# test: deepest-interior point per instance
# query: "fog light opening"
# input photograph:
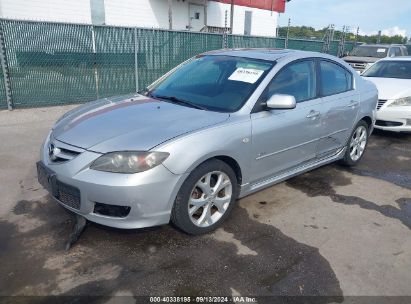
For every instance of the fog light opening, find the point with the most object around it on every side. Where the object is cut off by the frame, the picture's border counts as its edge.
(111, 210)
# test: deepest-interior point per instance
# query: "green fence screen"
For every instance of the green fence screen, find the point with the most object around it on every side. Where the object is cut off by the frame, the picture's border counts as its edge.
(58, 63)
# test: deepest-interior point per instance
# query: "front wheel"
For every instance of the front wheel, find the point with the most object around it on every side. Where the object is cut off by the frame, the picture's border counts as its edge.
(356, 145)
(205, 198)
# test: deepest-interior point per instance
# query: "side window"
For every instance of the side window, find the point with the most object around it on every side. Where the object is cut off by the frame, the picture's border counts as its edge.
(334, 79)
(297, 79)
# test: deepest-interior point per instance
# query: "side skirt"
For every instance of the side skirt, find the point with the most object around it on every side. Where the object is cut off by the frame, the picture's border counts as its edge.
(248, 189)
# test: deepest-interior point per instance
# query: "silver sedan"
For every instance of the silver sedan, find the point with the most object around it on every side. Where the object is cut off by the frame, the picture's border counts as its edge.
(216, 128)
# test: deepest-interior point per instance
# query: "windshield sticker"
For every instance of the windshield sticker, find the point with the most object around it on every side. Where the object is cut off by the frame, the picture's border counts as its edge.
(246, 75)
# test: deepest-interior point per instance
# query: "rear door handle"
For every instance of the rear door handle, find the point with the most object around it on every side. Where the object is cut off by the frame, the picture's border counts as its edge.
(313, 114)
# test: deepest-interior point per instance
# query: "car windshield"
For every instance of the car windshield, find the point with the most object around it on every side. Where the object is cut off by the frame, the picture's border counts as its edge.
(212, 82)
(390, 69)
(369, 51)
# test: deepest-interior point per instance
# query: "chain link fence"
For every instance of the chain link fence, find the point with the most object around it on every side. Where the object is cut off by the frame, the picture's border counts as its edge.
(58, 63)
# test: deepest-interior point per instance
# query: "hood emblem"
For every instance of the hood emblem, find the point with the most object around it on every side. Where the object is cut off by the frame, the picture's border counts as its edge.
(53, 151)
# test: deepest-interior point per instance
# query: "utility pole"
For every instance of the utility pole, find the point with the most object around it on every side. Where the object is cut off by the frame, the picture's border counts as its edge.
(170, 14)
(225, 31)
(232, 16)
(288, 33)
(357, 34)
(205, 14)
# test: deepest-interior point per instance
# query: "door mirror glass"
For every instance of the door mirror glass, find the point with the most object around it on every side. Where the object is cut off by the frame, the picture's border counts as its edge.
(281, 101)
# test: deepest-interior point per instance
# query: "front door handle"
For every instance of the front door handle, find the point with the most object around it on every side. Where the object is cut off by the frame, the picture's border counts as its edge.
(313, 114)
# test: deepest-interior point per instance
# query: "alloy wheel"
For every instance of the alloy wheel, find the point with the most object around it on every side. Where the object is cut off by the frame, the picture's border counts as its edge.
(210, 198)
(358, 143)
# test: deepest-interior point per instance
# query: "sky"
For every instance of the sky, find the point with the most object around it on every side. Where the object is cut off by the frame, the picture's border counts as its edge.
(390, 16)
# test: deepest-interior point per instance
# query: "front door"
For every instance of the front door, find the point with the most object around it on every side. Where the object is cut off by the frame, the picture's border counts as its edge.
(340, 107)
(196, 17)
(285, 139)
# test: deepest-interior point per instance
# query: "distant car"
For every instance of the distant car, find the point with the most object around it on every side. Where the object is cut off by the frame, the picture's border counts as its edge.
(363, 56)
(220, 126)
(392, 76)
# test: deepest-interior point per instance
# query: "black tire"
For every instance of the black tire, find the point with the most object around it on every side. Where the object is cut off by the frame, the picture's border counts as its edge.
(348, 160)
(180, 216)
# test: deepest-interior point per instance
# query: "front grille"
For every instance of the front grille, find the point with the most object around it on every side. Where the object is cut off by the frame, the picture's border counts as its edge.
(385, 123)
(60, 152)
(68, 195)
(380, 103)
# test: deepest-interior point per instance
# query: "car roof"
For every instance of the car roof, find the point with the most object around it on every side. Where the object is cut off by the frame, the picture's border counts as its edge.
(398, 58)
(264, 53)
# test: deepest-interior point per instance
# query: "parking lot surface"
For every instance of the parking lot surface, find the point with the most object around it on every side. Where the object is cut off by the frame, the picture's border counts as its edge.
(334, 231)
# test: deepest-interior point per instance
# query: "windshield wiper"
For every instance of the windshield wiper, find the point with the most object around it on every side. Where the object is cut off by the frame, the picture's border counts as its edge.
(145, 92)
(174, 99)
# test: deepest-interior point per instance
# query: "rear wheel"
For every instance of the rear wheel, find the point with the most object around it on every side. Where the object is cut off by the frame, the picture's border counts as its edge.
(356, 145)
(206, 198)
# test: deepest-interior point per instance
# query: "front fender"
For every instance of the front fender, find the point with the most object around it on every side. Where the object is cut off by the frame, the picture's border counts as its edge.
(232, 139)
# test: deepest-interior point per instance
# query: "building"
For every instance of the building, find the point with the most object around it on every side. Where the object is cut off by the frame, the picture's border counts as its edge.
(256, 18)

________________________

*Stated task*
Reproduce the entries above word for word. Pictures stay out.

*Response*
# test: deepest-interior point per instance
# query: "fog light opening"
# input photograph:
For every instance of the fog light opening, find the point with the most object around it on every side. Where the object is cut off by the frame, the picture's border counts as its edge.
(111, 210)
# test: deepest-interior point per instance
# query: "green fence screen"
For every instance of the green fence screen, find the point with the most object around it on every side. Where the object is cut off by the frame, the picture's border counts as its edge.
(58, 63)
# test: deepest-interior point per instance
# query: "front wheel"
For every instance of the front wheel, find the point with the most object around it on every side. Where the object is cut off by the frame, the picture's border counts as its edge.
(356, 145)
(205, 198)
# test: deepest-interior point per instance
# query: "side window"
For every instance of the side window, find the point with the most object around it on every side. Where the object is cut off by the frame, the picture's border counts as its edge.
(334, 79)
(297, 79)
# test: deepest-interior point per instance
# query: "side skirt"
For every instance of the side skirt, find the point with the most object around it on every side. Where the object is cut off by the frame, the picture's border counts as its edge.
(248, 189)
# test: deepest-interior point per instance
# query: "silver sedan"
For every instance of the silver sedan, find the point with the most object around it on every side. Where the object is cut off by the frame, the picture's border counts as its edge.
(216, 128)
# test: deepest-interior point per instance
# query: "windshield sticker"
For every instance of the windshield sticker, find the point with the most object around it on every side. Where the object is cut off by the frame, the picture's border counts as its edge.
(246, 75)
# test: deepest-interior point per instance
# query: "rear door handle"
For every instance of the rear door handle, find the point with the most object around it on every side. Where the object is cut off by the frame, the picture's border counts as its edge.
(313, 114)
# test: deepest-interior point per instance
# query: "car windshield"
For every instance of the car windshield, find the point with the most object around it on every side. Where the object is cut off by the frame, the picture's border counts as its edge.
(212, 82)
(390, 69)
(369, 51)
# test: deepest-interior point per instance
# query: "chain link fence"
For every instance of the chain link fence, find the point with the most object around it on every side. Where the object is cut off by the frame, the picture's border counts as its edge.
(58, 63)
# test: deepest-interior point per instance
# query: "hood emblem"
For every instance of the hood emblem, find the point with the most object around it on every side. Where the object is cut off by the frame, the picture's border counts as its edge.
(53, 151)
# test: deepest-interior point per instance
# query: "utility pole"
For every instance of the utility pole, find the point with the most object around it on every side. Where the object is cut off by the frame, the picture's border counts as its edge.
(170, 14)
(225, 31)
(232, 16)
(288, 33)
(357, 34)
(205, 14)
# test: deepest-interior point per instance
# query: "door mirror glass"
For every instance of the door mirror glass, find the point with the most object around it on every side. Where the object is cut off by the frame, the picture's border counts as its edge.
(281, 101)
# test: deepest-interior point per instance
# query: "front door handle"
For every instance of the front door handle, find the point with the most object around it on every side. Where the object is cut off by the frame, the picture's border counts as its edge.
(313, 114)
# test: deepest-interior point per instance
# query: "alloy wheel"
For every instance of the alloy wheel, find the point with the most object around it on every side. Where the object is cut off by the frame, the picture's border counts as its edge.
(210, 198)
(358, 143)
# test: deepest-interior point per instance
# query: "sky"
For every instance of the sky, find the point with the most object around it on every side. Where the object is cut off by the frame, the picture's border counts as its edge.
(390, 16)
# test: deepest-interior point per instance
# query: "front door"
For every instance of the front door, find the point with the most object around it on every side. Where the object is cut off by the frame, the picture's border counts as its edge.
(340, 107)
(196, 17)
(285, 139)
# test: deepest-interior point per instance
# query: "distant car"
For every instance of the distant car, find the point with the most object around it on every side. Where the object is cut off by the frame, the picture's border counts as its edge.
(363, 56)
(220, 126)
(392, 76)
# test: deepest-interior point per instance
# query: "black tire"
For every instance of the black tire, find the point with the most object around it on every side. Where the object is cut off by the frame, the picture's border counts as its edge.
(348, 160)
(180, 216)
# test: deepest-interior point per instance
# query: "front grille"
For every instance of the front grille, find the point with the most object around it on every side. Where the object is cut off by the frame, the picture's border counts as its edge.
(385, 123)
(60, 152)
(68, 195)
(380, 103)
# test: deepest-interior point per instance
# query: "car roof"
For every instance of the car roof, find the point with the most object around it on every side. Where the object is cut off by the frame, the picture's border counts as its edge.
(398, 58)
(264, 53)
# test: deepest-interior point per instance
# query: "parking lot surface"
For every instance of the parking lot surface, find the point with the most object around it on every side. Where the object is cut off by the frame, the picture's border counts as its edge.
(334, 231)
# test: deepest-interior point per instance
# query: "windshield wiper"
For every instance of the windshield wiper, find the point with the most object around it on every side. Where the object is cut off by the frame, the picture's border counts as its edge.
(145, 92)
(174, 99)
# test: deepest-interior point per instance
# query: "rear wheel"
For every instance of the rear wheel, find the point with the most object around it on every side. Where the object is cut off by the frame, the picture's border counts as its edge.
(356, 145)
(206, 198)
# test: deepest-interior point per instance
# query: "front fender"
For every instance of the front fender, find the point with the most object around it on every side. Where the object is cut off by the frame, the picture's border counts as its edge.
(232, 139)
# test: deepest-interior point per instance
# query: "building"
For every instance of the building, find the point with the most object around it on every side. Where the object is cut off by the frame, the picture's border counts as its edge.
(256, 18)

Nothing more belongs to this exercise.